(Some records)
* * * * *
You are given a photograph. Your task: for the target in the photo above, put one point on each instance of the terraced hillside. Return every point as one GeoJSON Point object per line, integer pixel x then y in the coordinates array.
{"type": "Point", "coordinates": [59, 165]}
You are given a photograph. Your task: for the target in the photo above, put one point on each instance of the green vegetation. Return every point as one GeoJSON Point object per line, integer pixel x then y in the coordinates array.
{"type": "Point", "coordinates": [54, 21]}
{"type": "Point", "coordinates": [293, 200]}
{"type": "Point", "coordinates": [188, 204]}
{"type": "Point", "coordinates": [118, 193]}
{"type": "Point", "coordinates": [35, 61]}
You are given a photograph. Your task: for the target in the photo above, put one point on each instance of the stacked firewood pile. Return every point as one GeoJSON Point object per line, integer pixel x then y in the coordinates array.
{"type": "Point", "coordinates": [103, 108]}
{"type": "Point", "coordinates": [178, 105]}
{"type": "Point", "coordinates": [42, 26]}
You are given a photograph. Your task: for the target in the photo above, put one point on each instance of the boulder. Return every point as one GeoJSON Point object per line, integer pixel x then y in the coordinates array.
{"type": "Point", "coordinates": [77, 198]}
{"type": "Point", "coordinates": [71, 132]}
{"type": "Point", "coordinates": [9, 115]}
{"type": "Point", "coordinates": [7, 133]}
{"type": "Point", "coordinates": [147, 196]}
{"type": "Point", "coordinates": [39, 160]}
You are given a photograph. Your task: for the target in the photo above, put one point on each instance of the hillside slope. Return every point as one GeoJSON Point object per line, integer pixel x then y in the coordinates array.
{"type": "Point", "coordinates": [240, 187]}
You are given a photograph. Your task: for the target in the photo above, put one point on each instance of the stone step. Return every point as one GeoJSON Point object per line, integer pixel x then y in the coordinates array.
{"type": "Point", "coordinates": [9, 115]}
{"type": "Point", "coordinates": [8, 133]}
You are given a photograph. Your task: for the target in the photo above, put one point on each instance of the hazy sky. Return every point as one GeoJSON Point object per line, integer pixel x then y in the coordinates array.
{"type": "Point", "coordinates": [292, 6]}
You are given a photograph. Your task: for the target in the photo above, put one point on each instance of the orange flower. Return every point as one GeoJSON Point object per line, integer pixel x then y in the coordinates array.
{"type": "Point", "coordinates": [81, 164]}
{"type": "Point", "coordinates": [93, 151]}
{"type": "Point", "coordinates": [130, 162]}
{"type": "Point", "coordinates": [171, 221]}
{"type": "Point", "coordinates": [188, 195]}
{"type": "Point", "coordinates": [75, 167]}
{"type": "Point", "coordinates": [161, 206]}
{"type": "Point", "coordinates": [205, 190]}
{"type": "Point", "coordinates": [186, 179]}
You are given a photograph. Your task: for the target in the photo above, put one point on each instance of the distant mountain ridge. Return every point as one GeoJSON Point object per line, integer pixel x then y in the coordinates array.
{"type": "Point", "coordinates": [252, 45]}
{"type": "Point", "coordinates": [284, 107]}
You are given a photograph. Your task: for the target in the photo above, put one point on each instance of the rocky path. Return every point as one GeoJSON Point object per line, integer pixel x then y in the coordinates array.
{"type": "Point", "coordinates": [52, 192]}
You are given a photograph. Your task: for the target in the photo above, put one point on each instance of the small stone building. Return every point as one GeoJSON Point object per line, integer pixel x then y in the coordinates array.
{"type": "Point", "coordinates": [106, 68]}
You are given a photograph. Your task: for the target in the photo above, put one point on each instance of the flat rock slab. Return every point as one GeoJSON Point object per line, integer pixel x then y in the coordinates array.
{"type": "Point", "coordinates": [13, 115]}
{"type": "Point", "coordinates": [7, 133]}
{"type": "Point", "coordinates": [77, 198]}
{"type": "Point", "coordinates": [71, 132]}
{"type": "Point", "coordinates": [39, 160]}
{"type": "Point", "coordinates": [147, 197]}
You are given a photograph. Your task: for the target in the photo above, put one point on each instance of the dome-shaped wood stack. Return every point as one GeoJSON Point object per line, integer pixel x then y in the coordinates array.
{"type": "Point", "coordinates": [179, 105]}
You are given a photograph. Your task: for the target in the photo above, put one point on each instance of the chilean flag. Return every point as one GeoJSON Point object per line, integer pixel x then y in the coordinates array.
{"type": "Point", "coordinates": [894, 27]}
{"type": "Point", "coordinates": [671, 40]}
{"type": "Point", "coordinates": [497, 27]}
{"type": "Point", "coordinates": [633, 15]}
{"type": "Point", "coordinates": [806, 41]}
* * * * *
◆ Given request: Write out the entire listing exactly.

◆ Full response:
You are given a photograph. Your task: for the target in the photo above, put one point on each instance of the terraced hillside. Return every point as one GeoJSON Point object per line, integer pixel x then y in the coordinates array.
{"type": "Point", "coordinates": [59, 165]}
You are given a photograph. Your task: for the target in the photo above, put one point on each instance of the green vegetation. Return every point as one GeoJSON Point object per line, integer pixel x then y in the coordinates array.
{"type": "Point", "coordinates": [54, 21]}
{"type": "Point", "coordinates": [293, 200]}
{"type": "Point", "coordinates": [188, 204]}
{"type": "Point", "coordinates": [118, 193]}
{"type": "Point", "coordinates": [35, 61]}
You are given a photograph. Your task: for the target in the photo above, put one point on each instance of the stacked firewood pile. Return every point as one GeoJSON Point object per line, integer pixel x then y in the coordinates array.
{"type": "Point", "coordinates": [103, 108]}
{"type": "Point", "coordinates": [178, 105]}
{"type": "Point", "coordinates": [42, 26]}
You are given a photograph. Your task: for the target in the photo above, put one point on each instance of the boulder. Return every point as one GeoJSON Point object per line, integer pixel x then y in the coordinates array.
{"type": "Point", "coordinates": [77, 198]}
{"type": "Point", "coordinates": [71, 132]}
{"type": "Point", "coordinates": [9, 115]}
{"type": "Point", "coordinates": [7, 133]}
{"type": "Point", "coordinates": [147, 196]}
{"type": "Point", "coordinates": [39, 160]}
You are given a photograph. Your task: for the target in the photo above, put one point on each instance of the hillside slope. Return every point as one GeoJSON Point object per line, integer pixel x then y in the coordinates array.
{"type": "Point", "coordinates": [240, 187]}
You are given a photograph. Your task: for the target in the photo above, put one point on each instance of the stone step. Return every point as one GeoJSON Point object per line, integer pixel x then y in the coordinates array.
{"type": "Point", "coordinates": [9, 115]}
{"type": "Point", "coordinates": [8, 133]}
You are given a photograph. Your task: for the target in the photo above, put one point on each instance of the hazy sky. Return every point as one GeoJSON Point object per line, integer pixel x then y in the coordinates array.
{"type": "Point", "coordinates": [292, 6]}
You are given a photograph. Your task: for the target in the photo above, put one point on each instance of the orange flower. Return every point as one GeoJSON Point object per line, integer pixel x then y in the coordinates array.
{"type": "Point", "coordinates": [81, 164]}
{"type": "Point", "coordinates": [93, 151]}
{"type": "Point", "coordinates": [130, 162]}
{"type": "Point", "coordinates": [171, 221]}
{"type": "Point", "coordinates": [188, 195]}
{"type": "Point", "coordinates": [75, 167]}
{"type": "Point", "coordinates": [161, 206]}
{"type": "Point", "coordinates": [205, 190]}
{"type": "Point", "coordinates": [186, 179]}
You are given a photograph. Your task: for the target in the photo above, put one point on each instance of the distant mountain ridge. Return every point as one GeoJSON Point object per line, integer pixel x then y in the coordinates array.
{"type": "Point", "coordinates": [252, 45]}
{"type": "Point", "coordinates": [284, 107]}
You are given a photograph. Your task: for the target in the photo above, put one point on each instance of the rocky path. Return every point as one GeoJSON Point object per line, integer pixel x then y in the coordinates array.
{"type": "Point", "coordinates": [52, 192]}
You are given a photograph. Your task: for the target in the photo above, put one point on each instance of the small stone building. Return every point as one GeoJSON Point object per line, integer pixel x then y in the coordinates array.
{"type": "Point", "coordinates": [106, 68]}
You are given a photograph. Your task: for the target in the photo above, put one point on each instance of the flat rock slab. Return every point as one GeoJSON Point object per line, integer pixel x then y in the coordinates array.
{"type": "Point", "coordinates": [13, 115]}
{"type": "Point", "coordinates": [7, 133]}
{"type": "Point", "coordinates": [77, 198]}
{"type": "Point", "coordinates": [71, 132]}
{"type": "Point", "coordinates": [39, 160]}
{"type": "Point", "coordinates": [147, 197]}
You are given a photograph. Your task: for the target in the photo above, put one point on each instance of the dome-shaped wood stack. Return every point as one GeoJSON Point object per line, integer pixel x then y in the coordinates array.
{"type": "Point", "coordinates": [179, 105]}
You are given a photograph. Your task: for the target in the photo above, put one point on each instance of the chilean flag. Return every point as one GeoJSON Point object per line, integer pixel x then y in the coordinates array.
{"type": "Point", "coordinates": [894, 27]}
{"type": "Point", "coordinates": [671, 40]}
{"type": "Point", "coordinates": [497, 27]}
{"type": "Point", "coordinates": [633, 15]}
{"type": "Point", "coordinates": [806, 41]}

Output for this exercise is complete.